Selected excerpt:
* start *

Matt Haughey, December 2nd, 2003

The Brazilian Committee for the Implementation of Free Software will release code under the Free Software Foundation’s General Public License, with Creative Commons providing new human- and machine-readable packaging

Rio de Janeiro, BRAZIL, and Tokyo, JAPAN — The government of Brazil today announced its adoption of the CC-GPL, an innovation on the Free Software Foundation’s (FSF) General Public License, for the release of publicly funded software. Brazil is the first adopter of the new CC-GPL, which combines the proven utility and popularity of the GPL with Creative Commons’ innovative user interface.

“Brazil’s adoption of the CC-GPL is extremely significant,” said Lawrence Lessig, Creative Commons’ chairman and professor of law at Stanford University, from Tokyo, where Creative Commons is presenting its projects in Japan this week. “Brazil has recognized that code produced and funded by the people should be made available to the people, and it has pioneered a tool that provides the best of both the Free Software Foundation and Creative Commons.”

“Brazilian government adoption of the GPL is an enormous step forward in the cause of software freedom,” said Professor Eben Moglen of Columbia Law School and General Counsel of the Free Software Foundation. “We welcome the chance to work together with Creative Commons to make the GNU GPL even more attractive to governments, which are recognizing that the principle of ‘share and share alike’ is the most efficient, most equitable, and most pro-development licensing strategy for software the public pays to create or to acquire.”

The first piece of software Brazil will release under the CC-GPL is TerraCrime 1.0, which analyzes and creates statistical reports on criminal activity in a particular geographic area, cross-referencing the data with other variables such as population, time of the incident, etc. The software was developed by the Laboratorio de Estatistica Espacial (LESTE — Spacial Statistics Laboratory) of the the Federal University of Minas Gerais (UFMG) and by the Divisao de Processamento de Imagens (DPI — Image Processing Division) of the Instituto Nacional de Pesquisas Espaciais (INPE — National Institute of Space Research).

* end *

Data extract:
* start *

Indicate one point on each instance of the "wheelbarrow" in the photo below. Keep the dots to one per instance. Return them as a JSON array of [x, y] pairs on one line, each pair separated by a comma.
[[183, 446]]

* end *

Do this: According to Lawrence Lessig in the announcement about Brazil's adoption of the CC-GPL, why is that adoption extremely significant? Answer in one to three sentences.

Solution to the problem: Brazil has recognized that code produced and funded by the people should be made available to the people. It has also pioneered a tool that provides the best of both the Free Software Foundation and Creative Commons.